** start **

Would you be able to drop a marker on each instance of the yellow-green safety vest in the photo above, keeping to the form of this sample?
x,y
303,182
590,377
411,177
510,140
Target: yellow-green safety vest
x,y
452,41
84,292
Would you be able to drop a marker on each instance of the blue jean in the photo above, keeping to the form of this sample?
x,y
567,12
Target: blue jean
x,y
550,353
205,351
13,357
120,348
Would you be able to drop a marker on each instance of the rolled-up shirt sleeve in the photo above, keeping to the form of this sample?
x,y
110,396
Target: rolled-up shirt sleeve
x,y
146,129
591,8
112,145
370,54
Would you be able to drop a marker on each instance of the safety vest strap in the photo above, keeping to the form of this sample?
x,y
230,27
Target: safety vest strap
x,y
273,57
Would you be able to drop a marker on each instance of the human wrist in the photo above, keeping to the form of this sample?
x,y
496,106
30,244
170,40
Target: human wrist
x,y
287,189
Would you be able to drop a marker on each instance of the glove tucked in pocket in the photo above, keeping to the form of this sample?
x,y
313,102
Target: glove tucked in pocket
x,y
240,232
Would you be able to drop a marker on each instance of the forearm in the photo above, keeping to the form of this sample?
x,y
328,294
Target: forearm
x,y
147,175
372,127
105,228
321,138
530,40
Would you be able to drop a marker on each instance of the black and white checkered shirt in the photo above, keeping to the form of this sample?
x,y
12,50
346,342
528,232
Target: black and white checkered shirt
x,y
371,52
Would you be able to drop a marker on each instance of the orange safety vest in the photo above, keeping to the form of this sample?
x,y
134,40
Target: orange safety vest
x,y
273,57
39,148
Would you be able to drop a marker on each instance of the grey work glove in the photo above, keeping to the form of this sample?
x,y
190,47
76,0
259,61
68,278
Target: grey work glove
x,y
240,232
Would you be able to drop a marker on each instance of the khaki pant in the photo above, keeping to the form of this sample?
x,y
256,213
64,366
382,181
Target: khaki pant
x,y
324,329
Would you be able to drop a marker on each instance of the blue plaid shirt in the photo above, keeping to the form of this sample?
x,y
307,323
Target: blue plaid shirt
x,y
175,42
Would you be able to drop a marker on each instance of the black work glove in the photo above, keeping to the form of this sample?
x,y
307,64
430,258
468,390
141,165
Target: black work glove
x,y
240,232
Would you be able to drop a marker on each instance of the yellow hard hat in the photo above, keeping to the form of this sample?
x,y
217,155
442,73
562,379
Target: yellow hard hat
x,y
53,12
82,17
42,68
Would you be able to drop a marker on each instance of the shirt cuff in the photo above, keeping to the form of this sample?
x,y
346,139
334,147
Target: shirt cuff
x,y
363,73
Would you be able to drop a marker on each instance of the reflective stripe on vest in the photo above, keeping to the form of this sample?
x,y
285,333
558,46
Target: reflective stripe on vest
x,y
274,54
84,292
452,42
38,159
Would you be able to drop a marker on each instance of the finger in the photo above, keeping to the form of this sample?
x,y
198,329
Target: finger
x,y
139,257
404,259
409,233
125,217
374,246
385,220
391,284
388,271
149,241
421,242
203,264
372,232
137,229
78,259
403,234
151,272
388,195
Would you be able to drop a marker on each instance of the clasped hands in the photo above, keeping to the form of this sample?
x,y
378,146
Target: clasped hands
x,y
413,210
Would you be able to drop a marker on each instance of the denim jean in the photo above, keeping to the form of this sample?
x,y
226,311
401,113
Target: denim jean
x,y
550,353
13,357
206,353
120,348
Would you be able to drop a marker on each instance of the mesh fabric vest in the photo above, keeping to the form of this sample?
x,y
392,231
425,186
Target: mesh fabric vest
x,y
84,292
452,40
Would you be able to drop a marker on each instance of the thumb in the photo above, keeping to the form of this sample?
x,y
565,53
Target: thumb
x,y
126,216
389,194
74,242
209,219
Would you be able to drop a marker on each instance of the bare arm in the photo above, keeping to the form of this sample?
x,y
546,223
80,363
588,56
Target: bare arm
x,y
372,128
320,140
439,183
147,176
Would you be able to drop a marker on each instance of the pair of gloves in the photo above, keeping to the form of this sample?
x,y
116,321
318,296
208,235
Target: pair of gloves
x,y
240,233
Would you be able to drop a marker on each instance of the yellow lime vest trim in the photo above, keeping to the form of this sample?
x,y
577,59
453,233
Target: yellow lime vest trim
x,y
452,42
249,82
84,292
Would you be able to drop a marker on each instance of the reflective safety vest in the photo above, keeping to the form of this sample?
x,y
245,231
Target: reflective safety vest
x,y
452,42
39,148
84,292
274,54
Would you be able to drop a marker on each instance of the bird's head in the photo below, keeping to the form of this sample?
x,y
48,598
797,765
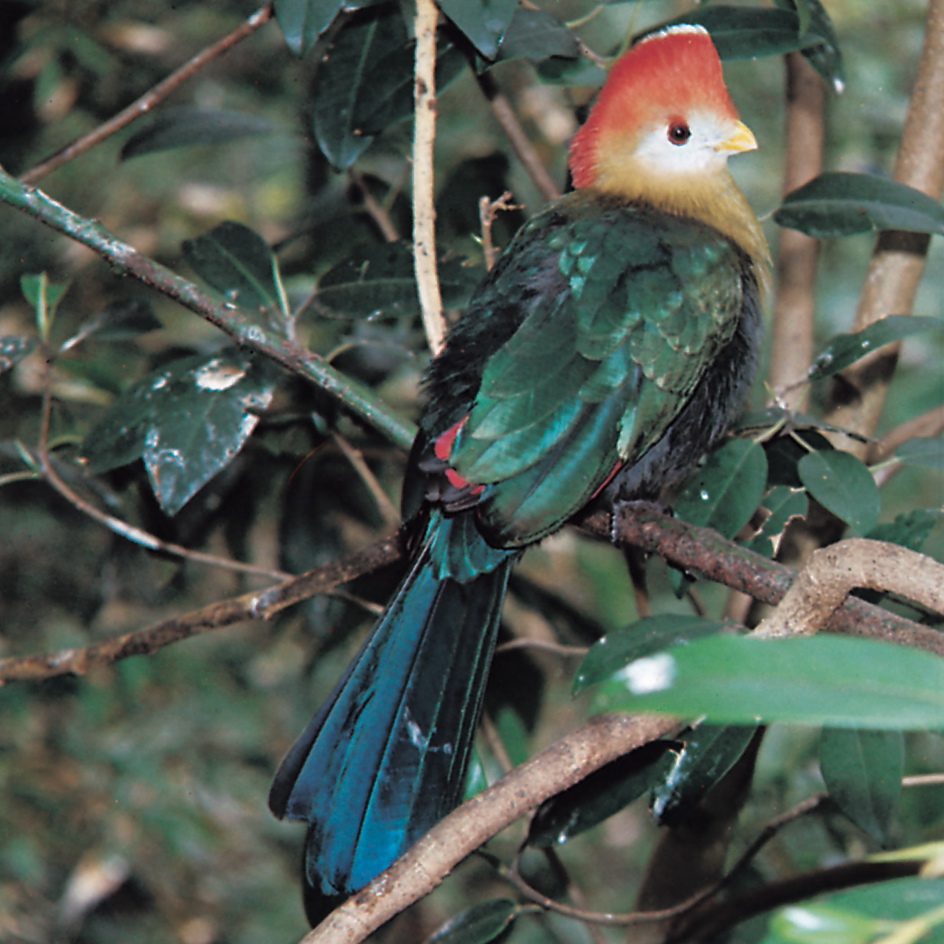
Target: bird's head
x,y
662,130
662,116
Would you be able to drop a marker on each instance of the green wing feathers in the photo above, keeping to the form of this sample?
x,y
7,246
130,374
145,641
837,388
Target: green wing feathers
x,y
623,309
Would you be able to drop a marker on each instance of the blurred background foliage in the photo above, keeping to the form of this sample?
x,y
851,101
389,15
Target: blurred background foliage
x,y
132,800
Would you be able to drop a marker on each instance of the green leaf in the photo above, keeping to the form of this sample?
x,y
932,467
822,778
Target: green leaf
x,y
484,22
823,679
13,348
710,751
600,795
909,529
182,127
784,504
480,924
378,280
821,924
862,770
117,321
303,21
726,490
238,262
842,484
825,57
187,421
536,35
922,450
839,203
650,634
845,349
751,32
45,297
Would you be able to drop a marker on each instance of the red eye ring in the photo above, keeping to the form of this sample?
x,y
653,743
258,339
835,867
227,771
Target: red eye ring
x,y
678,132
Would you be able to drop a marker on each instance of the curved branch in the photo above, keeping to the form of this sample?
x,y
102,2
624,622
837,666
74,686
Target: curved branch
x,y
425,865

** end **

Requirements: Return, word for word, each line from the line that contains "of the blurred" to the end of the listing above; include both end lines and nothing else.

Right answer:
Would you be able to drop a marker on each instance of the blurred background foliage in the photo above, keeping to the form of this sample?
x,y
851,101
389,15
Target: blurred background foliage
x,y
132,800
Would you be able to drop a marker on each instance of the green leaf in the photo above, keeping to the form of this sample?
x,y
932,467
822,778
Target: green leaf
x,y
484,22
823,679
13,348
710,751
600,795
909,529
182,127
784,504
480,924
378,280
821,924
862,770
117,321
303,21
726,490
238,262
842,484
825,57
187,421
536,35
922,450
839,203
650,634
845,349
751,32
45,297
Would you be able to drop a marker on each instance of the red eye ring in the photo above, keeping to the form of this sample?
x,y
653,743
258,339
835,867
227,771
Target: red eye ring
x,y
678,132
Would you be able to drop a marker on each instance of the curved branch in the photo above, keeping to the form of this sample?
x,y
102,2
624,622
837,666
74,686
Target: curved branch
x,y
425,865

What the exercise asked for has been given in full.